***** Input *****

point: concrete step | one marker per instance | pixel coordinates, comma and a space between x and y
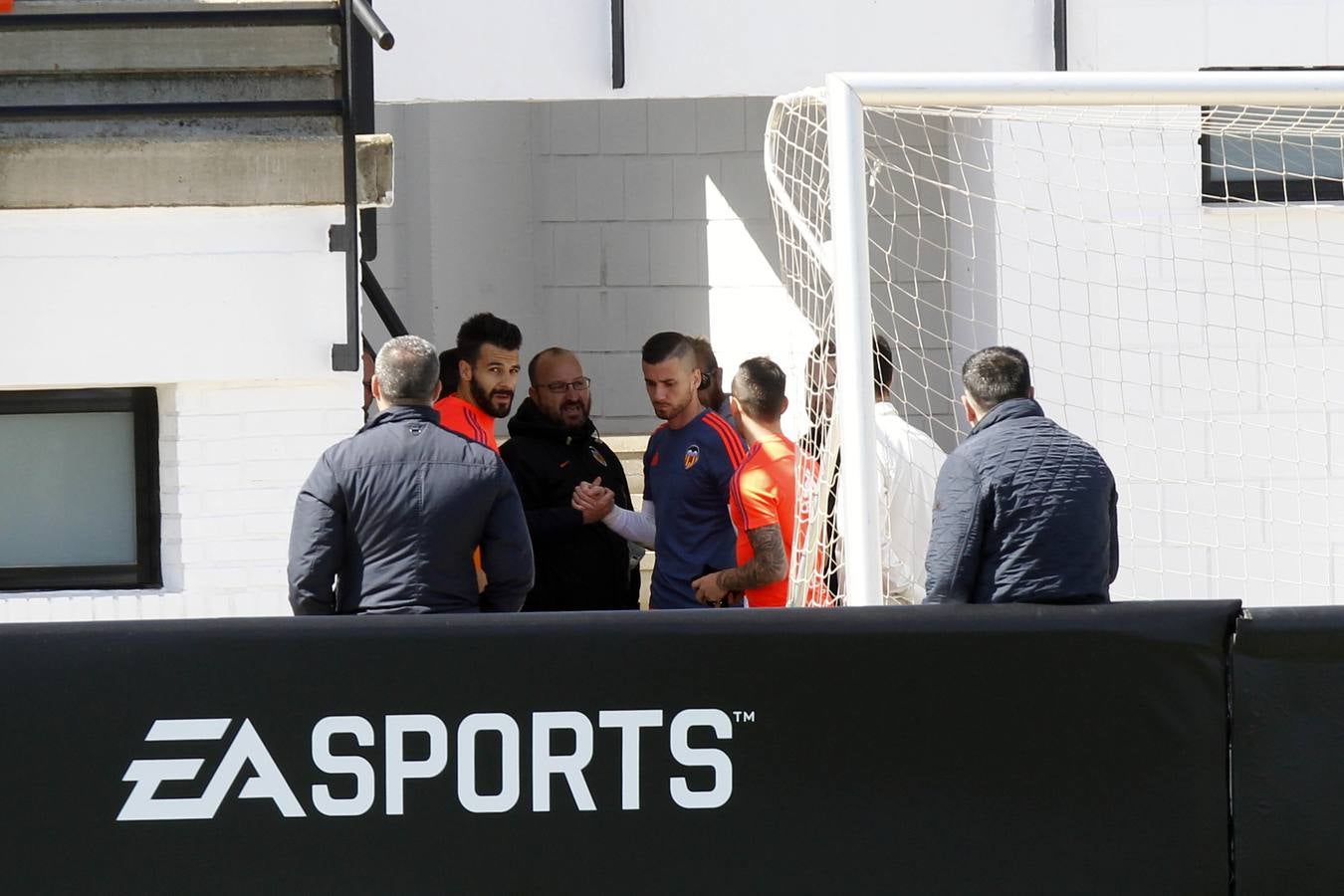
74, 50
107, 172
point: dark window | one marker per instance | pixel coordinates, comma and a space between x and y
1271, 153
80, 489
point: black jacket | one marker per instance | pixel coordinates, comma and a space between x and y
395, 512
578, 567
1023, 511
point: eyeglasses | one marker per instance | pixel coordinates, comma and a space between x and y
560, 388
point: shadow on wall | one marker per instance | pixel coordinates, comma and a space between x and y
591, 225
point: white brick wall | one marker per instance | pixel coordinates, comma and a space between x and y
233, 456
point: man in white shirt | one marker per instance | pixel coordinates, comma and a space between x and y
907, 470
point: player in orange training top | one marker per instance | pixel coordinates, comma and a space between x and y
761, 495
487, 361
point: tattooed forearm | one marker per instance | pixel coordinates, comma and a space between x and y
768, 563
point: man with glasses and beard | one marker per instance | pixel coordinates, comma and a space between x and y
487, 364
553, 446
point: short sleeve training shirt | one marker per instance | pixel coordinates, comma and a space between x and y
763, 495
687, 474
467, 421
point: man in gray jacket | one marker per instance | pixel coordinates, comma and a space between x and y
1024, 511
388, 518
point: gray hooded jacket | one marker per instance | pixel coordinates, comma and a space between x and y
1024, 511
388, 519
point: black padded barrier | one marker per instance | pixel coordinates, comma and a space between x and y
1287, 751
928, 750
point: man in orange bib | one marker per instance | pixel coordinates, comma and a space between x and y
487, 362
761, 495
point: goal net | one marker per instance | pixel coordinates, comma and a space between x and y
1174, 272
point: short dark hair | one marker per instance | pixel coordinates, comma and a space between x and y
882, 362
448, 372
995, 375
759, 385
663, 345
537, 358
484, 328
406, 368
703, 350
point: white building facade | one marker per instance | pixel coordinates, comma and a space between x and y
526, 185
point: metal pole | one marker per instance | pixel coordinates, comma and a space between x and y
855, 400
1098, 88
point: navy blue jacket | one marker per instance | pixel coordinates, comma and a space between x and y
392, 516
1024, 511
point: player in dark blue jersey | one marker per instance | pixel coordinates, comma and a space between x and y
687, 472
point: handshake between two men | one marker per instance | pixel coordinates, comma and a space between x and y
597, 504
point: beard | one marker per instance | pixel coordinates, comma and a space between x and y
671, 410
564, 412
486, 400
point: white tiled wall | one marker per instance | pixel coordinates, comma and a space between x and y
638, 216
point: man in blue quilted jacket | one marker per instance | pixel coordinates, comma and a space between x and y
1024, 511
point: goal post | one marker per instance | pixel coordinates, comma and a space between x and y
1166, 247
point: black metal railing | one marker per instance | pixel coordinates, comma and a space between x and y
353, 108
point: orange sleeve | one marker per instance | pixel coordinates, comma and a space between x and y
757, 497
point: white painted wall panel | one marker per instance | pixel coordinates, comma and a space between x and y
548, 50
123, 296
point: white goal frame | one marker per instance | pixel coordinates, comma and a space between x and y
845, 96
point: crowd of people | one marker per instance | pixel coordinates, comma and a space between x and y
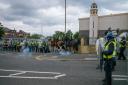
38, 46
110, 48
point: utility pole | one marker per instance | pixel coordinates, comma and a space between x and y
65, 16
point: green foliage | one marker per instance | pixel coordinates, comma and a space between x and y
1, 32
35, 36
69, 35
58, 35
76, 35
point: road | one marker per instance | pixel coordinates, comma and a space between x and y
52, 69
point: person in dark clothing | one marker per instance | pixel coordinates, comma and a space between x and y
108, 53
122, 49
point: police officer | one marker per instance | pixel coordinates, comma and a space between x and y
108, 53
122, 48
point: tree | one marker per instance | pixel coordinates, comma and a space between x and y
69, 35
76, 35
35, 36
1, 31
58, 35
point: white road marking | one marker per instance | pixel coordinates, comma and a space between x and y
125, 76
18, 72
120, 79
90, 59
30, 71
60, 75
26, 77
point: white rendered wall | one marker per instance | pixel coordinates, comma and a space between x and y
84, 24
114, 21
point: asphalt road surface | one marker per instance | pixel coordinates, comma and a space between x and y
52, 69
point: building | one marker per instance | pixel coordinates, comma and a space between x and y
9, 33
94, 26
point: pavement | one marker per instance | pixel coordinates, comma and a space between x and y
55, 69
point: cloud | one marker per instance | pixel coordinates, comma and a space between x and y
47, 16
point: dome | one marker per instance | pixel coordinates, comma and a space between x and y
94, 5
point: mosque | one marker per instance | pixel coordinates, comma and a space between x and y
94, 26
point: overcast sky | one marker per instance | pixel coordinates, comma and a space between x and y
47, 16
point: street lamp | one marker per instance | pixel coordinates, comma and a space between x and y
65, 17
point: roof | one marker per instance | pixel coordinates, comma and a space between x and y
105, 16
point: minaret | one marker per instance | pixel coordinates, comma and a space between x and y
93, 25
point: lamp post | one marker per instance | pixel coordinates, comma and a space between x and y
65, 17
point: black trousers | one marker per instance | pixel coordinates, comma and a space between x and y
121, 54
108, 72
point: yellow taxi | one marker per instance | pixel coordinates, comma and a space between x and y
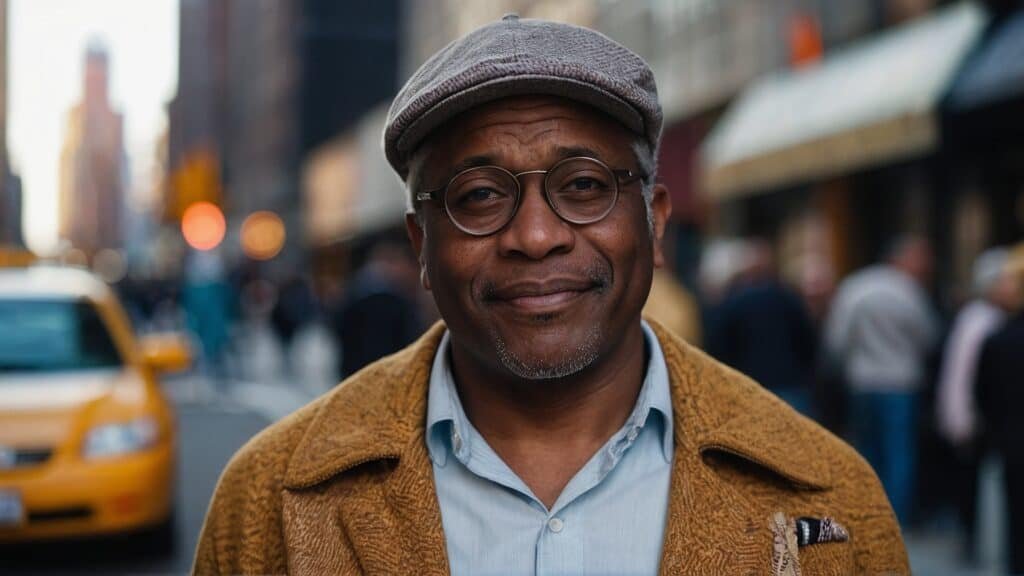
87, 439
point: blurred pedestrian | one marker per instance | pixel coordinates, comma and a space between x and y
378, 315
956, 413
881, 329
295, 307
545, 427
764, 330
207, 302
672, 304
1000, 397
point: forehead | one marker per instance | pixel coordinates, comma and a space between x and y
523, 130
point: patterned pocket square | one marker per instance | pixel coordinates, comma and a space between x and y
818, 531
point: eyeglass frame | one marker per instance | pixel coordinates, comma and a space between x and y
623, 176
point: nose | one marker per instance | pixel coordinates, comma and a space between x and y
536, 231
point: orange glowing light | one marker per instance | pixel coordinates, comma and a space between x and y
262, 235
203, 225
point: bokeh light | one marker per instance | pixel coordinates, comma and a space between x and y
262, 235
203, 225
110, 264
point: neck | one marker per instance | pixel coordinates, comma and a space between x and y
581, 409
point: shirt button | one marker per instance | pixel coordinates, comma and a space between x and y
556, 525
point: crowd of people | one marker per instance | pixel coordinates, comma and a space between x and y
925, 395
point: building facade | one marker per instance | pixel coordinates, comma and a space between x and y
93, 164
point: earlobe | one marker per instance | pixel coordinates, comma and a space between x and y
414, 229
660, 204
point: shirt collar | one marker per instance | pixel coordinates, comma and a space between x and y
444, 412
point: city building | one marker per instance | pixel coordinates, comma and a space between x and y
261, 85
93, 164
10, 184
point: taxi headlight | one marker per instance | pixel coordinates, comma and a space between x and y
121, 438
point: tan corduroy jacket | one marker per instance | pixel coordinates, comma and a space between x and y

*****

*To do:*
Exclude all images and restate the records above word for word.

*Written response:*
point: concrete step | one marker per instance | pixel coordinates, comma and a space between x and y
74, 50
107, 172
point: dark window | one marker per instance | pixel coordinates, comma and a space between x and y
1271, 153
80, 489
point: black jacket | one marker per instance | pixel coordinates, comma and a space between x and y
395, 512
578, 567
1023, 511
point: eyeglasses | one marker per instance | pixel coordinates, comma and a space between x and y
560, 388
point: shadow on wall | one marker per instance | pixel coordinates, comma and a space between x and y
591, 225
point: white brick wall | one marker per instance | pixel coordinates, comma and a space between x and y
233, 456
point: man in white shirt | one marker per instance | pixel coordinates, comma and a space between x and y
907, 470
point: player in orange training top | one marker per instance | pixel coordinates, comma and a space between x and y
761, 495
487, 361
point: tattooed forearm | one marker per instance | pixel coordinates, comma and a space between x and y
768, 563
point: man with glasses and beard | one marker per instance | pixel coordinates, comma and a space between x and y
487, 364
553, 446
point: short sleeve training shirt | one marker per instance | pixel coordinates, comma and a space between x and y
763, 495
687, 474
467, 421
point: man in gray jacket | one marker per instance | pixel coordinates, comma and a space between x and y
1024, 511
388, 518
point: gray hooded jacket | one marker per instance | pixel coordinates, comma and a space between x and y
1024, 511
388, 519
point: black padded barrier | one marker per instance | pixel coordinates, comma and a space between x and y
1287, 751
928, 750
point: man in orange bib | one marker per instance | pixel coordinates, comma and a space between x and y
487, 362
761, 495
point: goal net | one marker per instance | pixel coordinates, comma and a space between x and y
1174, 272
point: short dark hair | one marker per instance | pixel coordinates, comma and a space between x and y
882, 362
448, 372
995, 375
759, 385
663, 345
537, 358
484, 328
406, 368
703, 350
point: white building facade | one marker per instance | pixel coordinates, comma and a space between x and y
526, 185
point: metal pole | one marker per instance | pixel coordinates, comma and a space between x and y
855, 400
1098, 88
point: navy blue jacket | one marker per instance | pixel coordinates, comma and a space between x and y
392, 516
1024, 511
point: player in dark blue jersey | one marker per instance | pixel coordinates, comma and a space between x and y
687, 472
point: handshake between two men | one marker per instance | pixel coordinates, comma and a space between x and y
597, 504
point: beard | one marker per instance | pixel coordinates, comma and a space between x and y
671, 410
564, 412
486, 400
point: white tiled wall | one marker per instance | pixel coordinates, comma and a space between x and y
638, 216
point: man in blue quilted jacket | one marker per instance | pixel coordinates, comma and a space between x and y
1024, 511
point: goal post | one marker per instance | pixel coordinates, comma and a space between x and y
1166, 247
point: black metal railing | one marker per instance | pixel coordinates, comma and a space between x and y
353, 108
point: orange sleeve | one marker per instance | pixel coordinates, comma and a space between x and y
757, 497
point: white painted wall panel | one marker per instance | pixel coordinates, comma and a space between x and y
548, 50
123, 296
point: white goal frame | one marker per instance | pixel coordinates, comma and a space between x and y
845, 96
point: crowd of people | one marker per instance | pixel coordinates, comma and a space between x and y
38, 46
110, 48
point: utility pole | one marker per instance | pixel coordinates, comma and a space between x and y
65, 16
point: green foliage | one marker per instance | pixel coordinates, comma and a space between x and y
1, 32
35, 36
69, 35
58, 35
76, 35
point: road | one marker per instance | pixel coordinates, comma and a space between x and y
52, 69
point: person in dark clothing | one marker per instance | pixel coordinates, comma and a space between x and y
108, 53
122, 49
point: police officer | one marker per instance | pixel coordinates, comma and a space between x and y
108, 53
122, 48
point: tree | one marker per instance | pixel coordinates, comma and a space between x and y
69, 35
76, 35
35, 36
1, 31
58, 35
point: white road marking | one marker per instance | pixel coordinates, comma and a space between x and y
125, 76
18, 72
120, 79
90, 59
30, 71
60, 75
26, 77
point: white rendered wall | one marker per instance | pixel coordinates, comma and a space between x and y
84, 24
114, 21
point: asphalt road surface | one marker per instance | pixel coordinates, comma and a space between x and y
52, 69
point: building | one marker per instance | pixel coordinates, comma and a space between x and y
9, 33
94, 26
point: pavement | one marker per instance | pixel coordinates, comma and a space between x and y
55, 69
point: cloud | one marker per instance | pixel coordinates, comma and a space between x and y
47, 16
point: dome | one marker per instance | pixel coordinates, comma and a space between x and y
94, 5
point: mosque | one marker per instance | pixel coordinates, comma and a space between x and y
94, 26
point: overcast sky | one marker per instance | pixel coordinates, comma and a space between x and y
47, 16
point: street lamp | one marker per instance | pixel coordinates, comma and a space between x and y
65, 17
point: roof | one marker per instance | pixel coordinates, comma and a space between x and y
105, 16
point: minaret | one marker per instance | pixel coordinates, comma and a space between x and y
93, 25
point: lamp post | one marker per instance | pixel coordinates, comma and a space between x and y
65, 17
point: black trousers | one marker per instance | pixel coordinates, comma and a space between x and y
121, 54
108, 72
point: yellow taxi | one marker per instance | pixel coordinates, comma and a space between x and y
87, 439
point: blurred pedestrian | one marker per instance | pixel coordinates, comma and a space between x and y
378, 315
956, 413
881, 329
295, 307
545, 427
764, 330
207, 302
672, 304
1000, 397
point: forehead | one marker per instance | pixel coordinates, comma and a space between x and y
523, 130
point: patterned pocket square | one marker per instance | pixel coordinates, comma and a space between x and y
818, 531
point: eyeglass frame | one marker per instance | pixel coordinates, comma and a space between x and y
623, 176
point: nose | one marker per instance | pixel coordinates, comma and a space between x and y
536, 231
point: orange glowing light | one marker per instance | pixel coordinates, comma and a space between x and y
262, 235
203, 225
point: bokeh light | one marker per instance | pixel coordinates, comma and a space between x and y
262, 235
203, 225
110, 264
point: neck | one marker per instance | pixel coordinates, comma and a space between x and y
581, 409
point: shirt button | one marker per instance | pixel coordinates, comma and a space between x and y
556, 525
point: crowd of people | one marker per instance | pixel coordinates, comma and a space between x and y
925, 395
point: building facade | one marker per instance | pixel coordinates, comma and a space between x and y
93, 164
point: earlobe | one marker per instance | pixel coordinates, comma and a space between x and y
414, 229
660, 204
point: shirt collar | one marker per instance | pixel coordinates, comma and a space between x and y
444, 412
point: city building | one marker per instance | pixel coordinates, comma and a space between x and y
261, 85
93, 164
10, 184
point: taxi headlight | one marker per instance | pixel coordinates, comma and a space between x and y
121, 438
point: tan corduroy jacket | one marker per instance | pixel coordinates, comma and a space between x and y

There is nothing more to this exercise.